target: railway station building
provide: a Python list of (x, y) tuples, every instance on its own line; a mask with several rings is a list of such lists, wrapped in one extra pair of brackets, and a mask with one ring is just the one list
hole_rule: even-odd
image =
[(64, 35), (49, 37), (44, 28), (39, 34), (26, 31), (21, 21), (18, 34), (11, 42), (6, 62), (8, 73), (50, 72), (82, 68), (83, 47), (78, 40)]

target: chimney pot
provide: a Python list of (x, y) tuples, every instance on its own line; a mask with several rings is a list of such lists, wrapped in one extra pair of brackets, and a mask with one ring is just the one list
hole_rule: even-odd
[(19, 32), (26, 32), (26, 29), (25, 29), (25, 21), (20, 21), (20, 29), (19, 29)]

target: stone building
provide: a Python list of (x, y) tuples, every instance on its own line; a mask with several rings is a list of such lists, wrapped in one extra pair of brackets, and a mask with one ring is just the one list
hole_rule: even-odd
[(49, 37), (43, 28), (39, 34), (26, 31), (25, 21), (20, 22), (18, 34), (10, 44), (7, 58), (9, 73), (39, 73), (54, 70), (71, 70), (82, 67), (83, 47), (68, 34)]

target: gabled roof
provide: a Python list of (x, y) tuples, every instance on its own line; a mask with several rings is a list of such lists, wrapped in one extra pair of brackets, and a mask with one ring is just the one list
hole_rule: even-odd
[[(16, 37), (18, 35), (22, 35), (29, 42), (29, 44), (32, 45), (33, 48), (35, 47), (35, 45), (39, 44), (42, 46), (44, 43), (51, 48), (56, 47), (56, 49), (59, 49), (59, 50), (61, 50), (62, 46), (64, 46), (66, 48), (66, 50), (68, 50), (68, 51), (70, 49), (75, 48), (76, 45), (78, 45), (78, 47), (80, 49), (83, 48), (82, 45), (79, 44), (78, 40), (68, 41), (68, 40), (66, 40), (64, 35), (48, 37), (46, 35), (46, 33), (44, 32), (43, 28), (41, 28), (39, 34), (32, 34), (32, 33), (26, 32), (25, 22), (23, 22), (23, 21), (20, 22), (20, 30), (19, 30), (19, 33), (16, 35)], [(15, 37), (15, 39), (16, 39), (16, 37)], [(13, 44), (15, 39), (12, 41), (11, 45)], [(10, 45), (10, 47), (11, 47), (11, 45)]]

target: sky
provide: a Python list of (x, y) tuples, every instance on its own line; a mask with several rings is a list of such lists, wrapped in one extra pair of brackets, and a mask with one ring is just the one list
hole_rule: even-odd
##############################
> _What this task involves_
Reproduce all of the records above verbatim, line for line.

> _Full output_
target: railway station building
provide: a Python list of (x, y) tuples, every instance on its own line; a mask with several rings is a list of such lists, wrapped in one extra pair of brackets, and a mask with one ring is just the one list
hole_rule: even-odd
image =
[(64, 35), (49, 37), (44, 28), (39, 34), (26, 31), (21, 21), (18, 34), (11, 42), (6, 62), (8, 73), (50, 72), (82, 68), (83, 47), (78, 40)]

target: chimney pot
provide: a Python list of (x, y) tuples, every instance on its own line; a mask with several rings is a list of such lists, wrapped in one extra pair of brackets, and a mask with one ring is just the one list
hole_rule: even-odd
[(19, 32), (26, 32), (26, 29), (25, 29), (25, 21), (20, 21), (20, 29), (19, 29)]

target: stone building
provide: a Python list of (x, y) tuples, every instance on its own line; a mask with several rings is a list of such lists, wrapped in one extra pair of brackets, and a mask with one ring is just the one list
hole_rule: even-odd
[(49, 37), (43, 28), (39, 34), (26, 31), (25, 21), (20, 22), (18, 34), (10, 44), (7, 58), (9, 73), (39, 73), (54, 70), (71, 70), (82, 67), (83, 47), (68, 34)]

target: gabled roof
provide: a Python list of (x, y) tuples, every instance on its own line; a mask with several rings is a list of such lists, wrapped in one extra pair of brackets, and a mask with one ring is just the one list
hole_rule: even-odd
[[(16, 37), (18, 35), (22, 35), (29, 42), (29, 44), (32, 45), (33, 48), (35, 47), (35, 45), (39, 44), (42, 46), (44, 43), (51, 48), (56, 47), (56, 49), (59, 49), (59, 50), (61, 50), (62, 46), (64, 46), (66, 48), (66, 50), (68, 50), (68, 51), (70, 49), (75, 48), (76, 45), (78, 45), (78, 47), (80, 49), (83, 48), (82, 45), (79, 44), (78, 40), (68, 41), (68, 40), (66, 40), (64, 35), (48, 37), (46, 35), (46, 33), (44, 32), (43, 28), (41, 28), (39, 34), (32, 34), (32, 33), (26, 32), (25, 22), (23, 22), (23, 21), (20, 22), (20, 30), (19, 30), (19, 33), (16, 35)], [(15, 37), (15, 39), (16, 39), (16, 37)], [(13, 44), (15, 39), (12, 41), (11, 45)], [(10, 45), (10, 47), (11, 47), (11, 45)]]

target: sky
provide: a Python list of (x, y) tuples, every instance on its own line; a mask with several rings is a list of such lists, wrapped in one extra pair of brackets, and a mask with one ring is just the one list
hole_rule: even-odd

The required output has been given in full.